Ejercicio 1: Según el texto sobre el duelo, ¿qué frase completaba el titular del periódico?

Fragmento del texto:
------------------------------------------------

Alimentar la duda
"¿Cabe el duelo en un tuit?", he leído en un periódico recientemente.
"¿Cabe el duelo en un tuit?", he leído en un periódico recientemente. Mi primera respuesta sería sí. Así, sin pensarlo demasiado. Luego, claro, me viene eso de preguntarme qué es el duelo y por qué surge. Y entonces la cosa se convierte en un devaneo infinito de preguntas sin respuesta y de angustias que es mejor tapar. "Morir en los tiempos de las redes sociales" era la frase que completaba el titular. Y uno, al leerla, no podía más que quedarse perplejo y preguntarse si eso de dejar de existir varía en función del periodo histórico en el que nos haya tocado vivir. Es una cuestión compleja, eso del fin, sobre todo en este presente sin Dios, como reconocía la autora del artículo. Esos extraños automatismos del pésame que parecen carentes de sentido y que se nos vuelven incómodos por su falta de naturalidad. Esa desaparición de alguien cercano al que no sabemos velar –se nos ha olvidado cómo hacerlo–. Ese temido momento que por fin llega y que nos hace plantearnos, tal vez, la gran pregunta: qué pasará cuando seamos nosotros los que dejemos de recordar. Es una pregunta indeseada, sin duda. Inevitablemente la susurramos callados. No queremos que nadie la escuche –la autora, de hecho, no se la plantea en todo el artículo–. La abandonamos rápidamente en el rincón de las cosas sin respuesta agradable y desviamos la atención hacia otras cuestiones que nos incumben bastante menos. Se ve que está mal visto decir que en todo duelo se esconde invisible un ligero quejido por la muerte inevitable de uno mismo.

------------------------------------------------

Entradas de anotación de cuadros delimitadores:
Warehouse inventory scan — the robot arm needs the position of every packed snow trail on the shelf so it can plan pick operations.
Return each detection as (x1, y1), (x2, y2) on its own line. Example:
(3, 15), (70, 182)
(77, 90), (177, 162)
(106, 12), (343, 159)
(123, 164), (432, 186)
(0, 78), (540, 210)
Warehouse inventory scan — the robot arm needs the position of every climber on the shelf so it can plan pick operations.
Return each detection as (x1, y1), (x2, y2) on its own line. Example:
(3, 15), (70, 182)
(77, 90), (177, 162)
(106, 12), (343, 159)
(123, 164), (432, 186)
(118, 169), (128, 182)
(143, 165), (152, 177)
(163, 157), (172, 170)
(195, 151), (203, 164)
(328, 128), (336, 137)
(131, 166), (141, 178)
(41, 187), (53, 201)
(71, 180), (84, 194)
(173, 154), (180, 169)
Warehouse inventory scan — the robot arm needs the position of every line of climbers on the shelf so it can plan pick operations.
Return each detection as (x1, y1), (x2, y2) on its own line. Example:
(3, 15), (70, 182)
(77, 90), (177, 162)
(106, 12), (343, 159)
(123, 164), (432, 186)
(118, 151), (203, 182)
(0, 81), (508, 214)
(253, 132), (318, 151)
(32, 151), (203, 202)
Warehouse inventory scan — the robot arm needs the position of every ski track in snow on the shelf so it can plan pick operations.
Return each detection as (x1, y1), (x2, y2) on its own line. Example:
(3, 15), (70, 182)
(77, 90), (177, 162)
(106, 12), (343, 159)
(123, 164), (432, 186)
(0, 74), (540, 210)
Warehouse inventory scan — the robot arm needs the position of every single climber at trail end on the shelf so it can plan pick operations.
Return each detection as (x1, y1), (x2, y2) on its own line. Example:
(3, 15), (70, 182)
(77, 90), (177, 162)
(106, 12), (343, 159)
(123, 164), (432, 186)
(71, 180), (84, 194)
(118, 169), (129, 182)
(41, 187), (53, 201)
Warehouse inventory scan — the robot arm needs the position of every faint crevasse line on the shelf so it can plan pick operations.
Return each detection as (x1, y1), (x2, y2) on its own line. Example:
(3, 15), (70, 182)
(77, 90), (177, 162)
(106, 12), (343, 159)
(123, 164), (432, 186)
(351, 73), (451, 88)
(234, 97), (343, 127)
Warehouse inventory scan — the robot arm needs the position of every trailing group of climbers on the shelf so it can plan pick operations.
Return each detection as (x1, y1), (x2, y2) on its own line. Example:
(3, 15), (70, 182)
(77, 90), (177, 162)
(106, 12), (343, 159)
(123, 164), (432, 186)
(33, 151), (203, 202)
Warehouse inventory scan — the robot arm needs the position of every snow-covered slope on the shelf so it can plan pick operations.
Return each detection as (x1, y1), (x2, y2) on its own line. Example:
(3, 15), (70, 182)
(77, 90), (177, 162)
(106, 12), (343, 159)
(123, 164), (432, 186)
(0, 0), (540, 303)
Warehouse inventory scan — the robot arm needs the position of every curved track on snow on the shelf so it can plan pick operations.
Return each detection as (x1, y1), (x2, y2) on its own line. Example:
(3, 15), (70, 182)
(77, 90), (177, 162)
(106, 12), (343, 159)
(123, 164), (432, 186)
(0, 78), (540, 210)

------------------------------------------------

Ejercicio 2: Copia sin cambios las líneas del listado, empezando por la que contiene "of every climber" y terminando en la que contiene "(234, 97), (343, 127)", ambas incluidas.

Respuesta completa 1: "Morir en los tiempos de las redes sociales".

Respuesta completa 2:
Warehouse inventory scan — the robot arm needs the position of every climber on the shelf so it can plan pick operations.
Return each detection as (x1, y1), (x2, y2) on its own line. Example:
(3, 15), (70, 182)
(77, 90), (177, 162)
(106, 12), (343, 159)
(123, 164), (432, 186)
(118, 169), (128, 182)
(143, 165), (152, 177)
(163, 157), (172, 170)
(195, 151), (203, 164)
(328, 128), (336, 137)
(131, 166), (141, 178)
(41, 187), (53, 201)
(71, 180), (84, 194)
(173, 154), (180, 169)
Warehouse inventory scan — the robot arm needs the position of every line of climbers on the shelf so it can plan pick operations.
Return each detection as (x1, y1), (x2, y2) on its own line. Example:
(3, 15), (70, 182)
(77, 90), (177, 162)
(106, 12), (343, 159)
(123, 164), (432, 186)
(118, 151), (203, 182)
(0, 81), (508, 214)
(253, 132), (318, 151)
(32, 151), (203, 202)
Warehouse inventory scan — the robot arm needs the position of every ski track in snow on the shelf so it can plan pick operations.
Return each detection as (x1, y1), (x2, y2) on its own line. Example:
(3, 15), (70, 182)
(77, 90), (177, 162)
(106, 12), (343, 159)
(123, 164), (432, 186)
(0, 74), (540, 210)
Warehouse inventory scan — the robot arm needs the position of every single climber at trail end on the shelf so it can plan pick operations.
Return each detection as (x1, y1), (x2, y2) on its own line. Example:
(3, 15), (70, 182)
(77, 90), (177, 162)
(106, 12), (343, 159)
(123, 164), (432, 186)
(71, 180), (84, 194)
(118, 169), (129, 182)
(41, 187), (53, 201)
Warehouse inventory scan — the robot arm needs the position of every faint crevasse line on the shelf so it can plan pick operations.
Return each detection as (x1, y1), (x2, y2) on its own line. Example:
(3, 15), (70, 182)
(77, 90), (177, 162)
(106, 12), (343, 159)
(123, 164), (432, 186)
(351, 73), (451, 88)
(234, 97), (343, 127)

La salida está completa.